# SELECTED TEXT:
——
“If you live in the southeastern United States, there’s a good chance you’ve encountered wild pigs or their damage. They can live along stream beds and dig in fields or along roadsides. In the U.S., wild pigs are an invasive species and don’t have many predators. They can affect water quality, compete with native species for resources, and spread disease. This can have significant impacts on other wildlife, the environment, and to humans and domestic animals,” says Bolds.
So where did these wild pigs come from? Domestic swine originate from Eurasian boar, which are native to Europe and parts of Asia. The first domestic swine in North America were brought over by European settlers in the 16th century. Eventually some of these animals escaped, became feral, and established breeding populations.
The first wild boar were imported from Germany in the late 1800’s and released onto a game preserve in New Hampshire. Many introductions and releases of wild boar and domestic pigs have occurred since then. Wild pigs have spread across North America into an estimated thirty-one states. Today, most populations in the U.S. are hybrids of domestic swine and wild boar and are referred to by many names – including feral hog, feral pig, wild boar, and feral swine. Essentially all these animals are considered the same species (Sus scrofa).
——
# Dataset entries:
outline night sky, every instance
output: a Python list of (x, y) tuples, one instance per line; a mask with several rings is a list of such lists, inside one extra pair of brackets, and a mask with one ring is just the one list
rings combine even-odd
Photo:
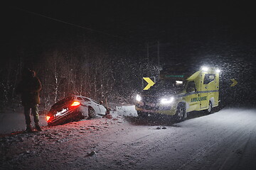
[(11, 57), (31, 51), (36, 57), (58, 44), (79, 43), (80, 37), (88, 35), (98, 42), (122, 42), (138, 56), (146, 54), (149, 44), (152, 60), (159, 41), (161, 63), (252, 57), (245, 54), (255, 46), (252, 4), (166, 2), (16, 1), (2, 6), (2, 51)]

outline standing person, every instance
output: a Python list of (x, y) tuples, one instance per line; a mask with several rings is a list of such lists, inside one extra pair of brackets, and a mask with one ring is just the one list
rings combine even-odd
[(22, 72), (22, 80), (17, 86), (17, 93), (21, 94), (21, 103), (24, 107), (24, 114), (26, 124), (26, 131), (32, 132), (31, 112), (34, 118), (36, 129), (41, 131), (39, 125), (38, 104), (40, 103), (39, 91), (41, 84), (36, 76), (34, 71), (25, 69)]

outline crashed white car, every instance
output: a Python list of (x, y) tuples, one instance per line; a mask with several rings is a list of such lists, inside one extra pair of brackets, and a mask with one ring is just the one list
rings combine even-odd
[(64, 124), (82, 118), (94, 118), (107, 114), (106, 108), (92, 98), (72, 96), (55, 103), (46, 116), (48, 125)]

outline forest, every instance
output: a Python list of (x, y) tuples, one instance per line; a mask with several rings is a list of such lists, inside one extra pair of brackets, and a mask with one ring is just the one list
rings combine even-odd
[(43, 110), (73, 94), (105, 103), (132, 103), (134, 94), (142, 90), (142, 77), (157, 76), (160, 67), (145, 60), (145, 51), (142, 50), (138, 57), (138, 51), (127, 43), (117, 45), (114, 43), (120, 41), (107, 43), (86, 38), (48, 48), (41, 42), (34, 47), (24, 45), (16, 50), (9, 50), (9, 57), (0, 68), (1, 109), (20, 104), (16, 88), (24, 68), (35, 70), (41, 81)]

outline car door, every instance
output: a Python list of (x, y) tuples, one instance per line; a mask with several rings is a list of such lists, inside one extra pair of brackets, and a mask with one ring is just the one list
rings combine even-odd
[(92, 98), (90, 98), (90, 106), (95, 110), (95, 113), (100, 113), (100, 103)]

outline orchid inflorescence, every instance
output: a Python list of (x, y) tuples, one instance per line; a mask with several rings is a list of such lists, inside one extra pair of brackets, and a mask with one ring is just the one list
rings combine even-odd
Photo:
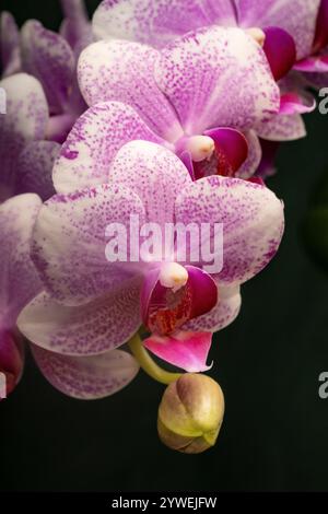
[[(283, 203), (266, 180), (279, 143), (306, 136), (309, 91), (327, 82), (328, 1), (104, 0), (92, 22), (82, 0), (61, 3), (59, 33), (1, 14), (5, 394), (24, 344), (80, 399), (119, 392), (141, 366), (171, 384), (162, 441), (202, 452), (224, 401), (200, 373), (242, 285), (278, 252)], [(128, 241), (108, 257), (109, 225)], [(147, 237), (168, 225), (188, 232), (183, 257), (176, 235), (165, 253)], [(204, 244), (220, 268), (207, 267)]]

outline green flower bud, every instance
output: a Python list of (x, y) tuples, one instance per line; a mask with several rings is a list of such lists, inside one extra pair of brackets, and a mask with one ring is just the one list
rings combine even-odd
[(209, 376), (186, 373), (163, 395), (157, 420), (160, 439), (172, 449), (202, 453), (214, 446), (223, 414), (220, 385)]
——
# ACTIVITIES:
- 1) In the passage on wild pigs, reproduce the text from "So where did" up to and including "established breeding populations.".
- 2) According to the passage on wild pigs, into how many states are wild pigs estimated to have spread across North America?
- 3) Do these statements agree with the passage on wild pigs? Answer yes or no for each, and quote the deciding words.
(a) European settlers brought the first domestic swine to North America in the 16th century.
(b) The first wild boar imported from Germany were released onto a game preserve in Texas.
(c) In the U.S., wild pigs have many predators.
The data come from a separate source.

# REPLIES:
- 1)
So where did these wild pigs come from? Domestic swine originate from Eurasian boar, which are native to Europe and parts of Asia. The first domestic swine in North America were brought over by European settlers in the 16th century. Eventually some of these animals escaped, became feral, and established breeding populations.

- 2) An estimated thirty-one states.

- 3)
(a) Yes: "The first domestic swine in North America were brought over by European settlers in the 16th century."
(b) No: "released onto a game preserve in New Hampshire."
(c) No: "don’t have many predators."